# The request
Can you print the data exactly and leave out each image?

[START OF Information supplied]

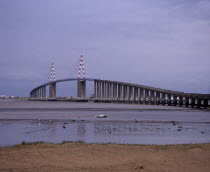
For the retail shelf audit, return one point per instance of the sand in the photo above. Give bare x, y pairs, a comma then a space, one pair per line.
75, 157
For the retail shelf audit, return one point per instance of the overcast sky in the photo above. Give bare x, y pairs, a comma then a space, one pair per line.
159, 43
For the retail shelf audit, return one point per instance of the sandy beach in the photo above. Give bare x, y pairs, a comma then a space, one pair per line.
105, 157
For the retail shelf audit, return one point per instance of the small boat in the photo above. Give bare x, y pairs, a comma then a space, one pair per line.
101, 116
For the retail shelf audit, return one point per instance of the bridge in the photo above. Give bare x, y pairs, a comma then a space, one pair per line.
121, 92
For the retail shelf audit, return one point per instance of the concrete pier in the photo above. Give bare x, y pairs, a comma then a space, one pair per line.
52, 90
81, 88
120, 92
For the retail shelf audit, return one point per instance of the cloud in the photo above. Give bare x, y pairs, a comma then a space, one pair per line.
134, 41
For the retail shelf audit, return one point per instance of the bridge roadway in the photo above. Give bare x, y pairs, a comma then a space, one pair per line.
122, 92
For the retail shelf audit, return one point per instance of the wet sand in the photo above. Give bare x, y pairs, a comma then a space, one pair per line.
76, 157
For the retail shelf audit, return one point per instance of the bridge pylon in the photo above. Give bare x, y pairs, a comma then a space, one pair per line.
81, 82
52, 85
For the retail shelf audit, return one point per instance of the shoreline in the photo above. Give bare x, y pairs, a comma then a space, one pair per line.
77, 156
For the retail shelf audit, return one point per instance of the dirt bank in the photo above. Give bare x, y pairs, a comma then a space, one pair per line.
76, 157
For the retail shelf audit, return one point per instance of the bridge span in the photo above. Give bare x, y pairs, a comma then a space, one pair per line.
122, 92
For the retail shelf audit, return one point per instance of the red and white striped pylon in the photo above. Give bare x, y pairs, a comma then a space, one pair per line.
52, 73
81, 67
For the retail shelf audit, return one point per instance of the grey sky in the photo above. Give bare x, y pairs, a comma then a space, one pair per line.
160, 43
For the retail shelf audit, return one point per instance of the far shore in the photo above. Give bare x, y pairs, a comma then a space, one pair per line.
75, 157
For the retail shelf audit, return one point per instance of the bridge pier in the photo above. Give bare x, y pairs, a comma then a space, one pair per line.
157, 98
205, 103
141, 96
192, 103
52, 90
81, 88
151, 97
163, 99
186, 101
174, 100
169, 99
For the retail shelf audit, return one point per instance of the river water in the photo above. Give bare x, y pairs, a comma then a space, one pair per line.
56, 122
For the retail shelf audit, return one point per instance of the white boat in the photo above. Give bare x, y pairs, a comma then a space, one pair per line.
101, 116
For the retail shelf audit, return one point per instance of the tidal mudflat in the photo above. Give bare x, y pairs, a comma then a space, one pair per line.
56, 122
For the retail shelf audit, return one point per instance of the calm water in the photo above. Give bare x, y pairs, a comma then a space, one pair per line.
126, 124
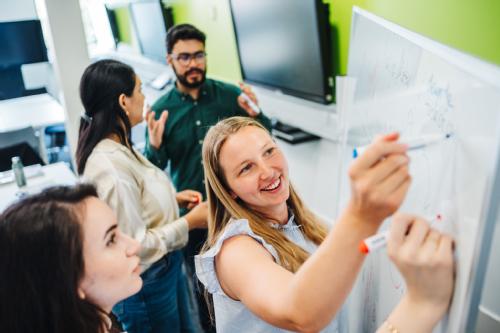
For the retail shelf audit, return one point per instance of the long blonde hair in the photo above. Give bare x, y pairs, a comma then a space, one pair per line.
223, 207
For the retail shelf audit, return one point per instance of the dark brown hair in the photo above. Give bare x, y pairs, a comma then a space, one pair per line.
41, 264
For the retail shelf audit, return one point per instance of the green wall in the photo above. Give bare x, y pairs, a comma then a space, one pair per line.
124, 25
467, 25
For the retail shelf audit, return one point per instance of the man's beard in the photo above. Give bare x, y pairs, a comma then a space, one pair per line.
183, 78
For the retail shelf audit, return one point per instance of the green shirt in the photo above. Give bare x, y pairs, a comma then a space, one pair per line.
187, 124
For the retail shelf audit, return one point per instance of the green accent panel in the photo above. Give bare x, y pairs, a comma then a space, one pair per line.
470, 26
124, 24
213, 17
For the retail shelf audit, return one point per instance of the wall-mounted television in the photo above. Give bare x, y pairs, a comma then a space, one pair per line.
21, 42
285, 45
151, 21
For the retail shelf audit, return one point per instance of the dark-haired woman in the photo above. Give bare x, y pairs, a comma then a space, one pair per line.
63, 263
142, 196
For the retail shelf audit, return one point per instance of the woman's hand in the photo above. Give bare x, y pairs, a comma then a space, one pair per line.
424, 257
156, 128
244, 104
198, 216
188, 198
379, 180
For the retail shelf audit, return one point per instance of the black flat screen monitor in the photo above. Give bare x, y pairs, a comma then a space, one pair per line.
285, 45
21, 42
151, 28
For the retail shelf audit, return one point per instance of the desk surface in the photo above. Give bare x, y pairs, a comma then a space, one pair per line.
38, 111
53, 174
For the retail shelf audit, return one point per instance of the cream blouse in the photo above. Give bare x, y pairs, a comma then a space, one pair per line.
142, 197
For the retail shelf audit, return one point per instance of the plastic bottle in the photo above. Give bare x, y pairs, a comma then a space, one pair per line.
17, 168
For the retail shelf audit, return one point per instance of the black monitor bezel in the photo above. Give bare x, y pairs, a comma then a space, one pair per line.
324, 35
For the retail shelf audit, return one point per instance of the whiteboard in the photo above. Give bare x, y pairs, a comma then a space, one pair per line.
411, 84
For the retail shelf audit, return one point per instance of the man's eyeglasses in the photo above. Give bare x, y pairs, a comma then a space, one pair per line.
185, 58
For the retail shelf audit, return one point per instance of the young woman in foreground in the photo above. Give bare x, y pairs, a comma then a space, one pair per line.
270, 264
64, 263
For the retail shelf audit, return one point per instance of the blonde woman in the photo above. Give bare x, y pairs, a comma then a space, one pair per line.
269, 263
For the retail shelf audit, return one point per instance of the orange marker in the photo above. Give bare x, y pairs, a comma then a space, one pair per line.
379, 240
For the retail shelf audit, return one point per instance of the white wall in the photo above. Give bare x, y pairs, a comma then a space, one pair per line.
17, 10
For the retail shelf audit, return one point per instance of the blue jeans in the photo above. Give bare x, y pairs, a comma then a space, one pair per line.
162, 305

[END OF Information supplied]

# Output for this task
For the retail shelf audit, return one point per instance of the sand in the photo above. Give bare x, y pairs, a comma then a space, one pair per line.
75, 157
For the retail shelf audit, return one point per instance of the overcast sky in the photo above. Give bare x, y pairs, a comma then a space, one pair per line.
159, 43
For the retail shelf audit, return one point per instance of the sandy beach in the photo above. Give bare x, y pairs, a comma then a space, one pair per line.
105, 157
For the retail shelf audit, return one point per instance of the small boat in the photo above. Give bare x, y pairs, a comma then a space, one pair per line.
101, 116
For the retail shelf audit, return one point per instance of the bridge in the photo above. Give bare x, y pairs, a comma then a space, one pair per line.
121, 92
For the retail shelf audit, return one point per instance of the concrete pier in the photo above. Give bare x, y pairs, a comma then a space, one pair per line.
52, 90
81, 88
120, 92
For the retail shelf audit, return one point per instance of the cloud in the photo above. Give bare x, y pairs, a comma then a space, one pair per line.
134, 41
For the retail shelf audit, return one point per instance of the bridge roadway in the photo above. Give bare x, y pairs, a comma then a space, one pair per line.
122, 92
For the retail shelf audit, return one point per instance of the wet sand in the photo above. Give bare x, y pairs, a comma then a space, one pair per line.
76, 157
For the retail shelf audit, return one point per instance of the bridge pylon in the photo above. Give bare x, y pairs, a comma then a space, one pair per line.
81, 82
52, 85
For the retail shelf audit, return one point per instance of the shoreline in the photo above. Give bare x, y pairs, a comma then a space, one pair per line.
77, 156
For the retail shelf audit, return one point per instance of the dirt bank in the photo above. Give bare x, y pairs, a comma then a space, one pair per line.
76, 157
For the retail shelf audit, return one point per instance of the bridge span in the photo above. Give bare x, y pairs, a comma then a space, one pair per line.
122, 92
For the retail shelf audit, return one point per instance of the red and white striped pylon in the photo above. Give bare x, y pairs, a comma then a space, one pair per line.
52, 73
81, 67
For the retail shelf audit, return one point per instance of the grey sky in the photo above. Give bare x, y pairs, a comma then a space, one pair per line.
160, 43
For the retail shelf audit, return one point per instance of the far shore in the photo above. Give bare x, y pairs, a comma then a space, one pair per line.
75, 157
For the retail shelf audit, return one point per instance of the bridge pier in the photo above. Give bare x, y pairs, a comma then a space, one pair per line.
157, 98
205, 103
141, 96
192, 103
52, 90
81, 88
151, 97
163, 99
186, 101
174, 100
169, 99
For the retail shelf audit, return one point per instance of the river water in the photo above. Give bare x, y pairs, a comma then a space, one pair per line.
56, 122
For the retail shelf audit, return one point per instance of the white boat in the photo above. Give bare x, y pairs, a comma then a space, one pair per line.
101, 116
For the retail shelf audit, return one point per instance of the tidal mudflat in the photo above. Give bare x, y pairs, a comma then a space, one pair per line.
56, 122
For the retail shelf audit, return one point per instance of the calm water in the photo above. Give bare x, y pairs, a comma then a space, one pair per line.
126, 124
For the retail shelf audit, return one point per instance of the long blonde hair in the photo above. Give bare x, y pairs, a comma then a space, one pair per line.
223, 207
For the retail shelf audit, return one point per instance of the dark brown hair in the photo above. Give bare x, y pairs, a comma then a space, one pair per line.
41, 264
For the retail shelf audit, return one point per instance of the green wall in the photo above. Give bare x, y pairs, a comma then a space, one pair per line.
124, 25
467, 25
For the retail shelf audit, return one point per instance of the man's beard in the photo above. Give bare x, y pairs, a comma then a space, one pair per line.
183, 78
For the retail shelf audit, return one point per instance of the green shirt in the photo above. Give bare x, y pairs, a comma then a space, one pair per line.
187, 124
For the retail shelf audit, return one point per instance of the green accent panel in the photo above. Give bare x, y pairs, a comma then a space, one pair per line.
470, 26
124, 24
213, 17
For the retail shelf audit, return one point per instance of the wall-mounted television in the photo above. Give bare x, y pairs, a comma then a space, one pair per line.
21, 42
285, 45
151, 21
For the retail shelf audit, return one point per instance of the dark-haired woman in the photo above. Give bare x, y pairs, a comma then a space, one pair per line.
63, 263
142, 196
For the retail shelf audit, return one point per instance of the woman's hand in the photo above. Give bare x, y pairs, a comma then a space, one pair per line.
424, 257
156, 128
244, 104
198, 216
188, 198
379, 180
For the retail shelf audit, return one point per instance of the black flat screen monitor in the photo above. Give bare x, y pairs, a comma then a space, one pair per line.
285, 45
21, 42
151, 28
For the retail shelf audit, return one point per instance of the desk surface in the photo above. Give bare x, y pairs, a comma then a space, one pair per line.
38, 111
53, 174
For the retail shelf audit, return one point per instance of the cream blouse in the photo above. Give bare x, y pairs, a comma then a space, one pair per line.
142, 197
For the retail shelf audit, return one point per instance of the plastic bottle in the photo above. Give bare x, y pairs, a comma then a space, one pair per line.
17, 168
For the retail shelf audit, return one point per instance of the black monitor bezel in the photo above. Give bare x, y pairs, a comma then a space, one pair per line.
324, 35
For the retail shelf audit, return one point per instance of the whiteboard in the photo above. Give bare x, y pairs, a comma then a space, one pair per line.
411, 84
For the retail shelf audit, return one point per instance of the man's eyeglasses in the photo above. Give bare x, y pairs, a comma then a space, one pair per line.
185, 58
For the retail shelf audit, return one point per instance of the young woman in foreground in the photo above. Give bare x, y pairs, a comma then a space, one pair per line.
270, 264
64, 263
For the retail shelf audit, return one point per instance of the blonde woman in the photo above. Give bare x, y pairs, a comma then a space, one pair per line.
269, 263
For the retail shelf audit, return one point per instance of the orange marker in the photo above. Give bare x, y pairs, a comma then a space, one pair per line.
379, 240
For the retail shelf audit, return one point per instance of the white wall in the photo above. Give bare x, y pairs, a comma then a space, one pair per line.
17, 10
For the retail shelf audit, return one point per instance of the blue jeans in the photo above. Give bare x, y pairs, a comma then a space, one pair per line.
162, 305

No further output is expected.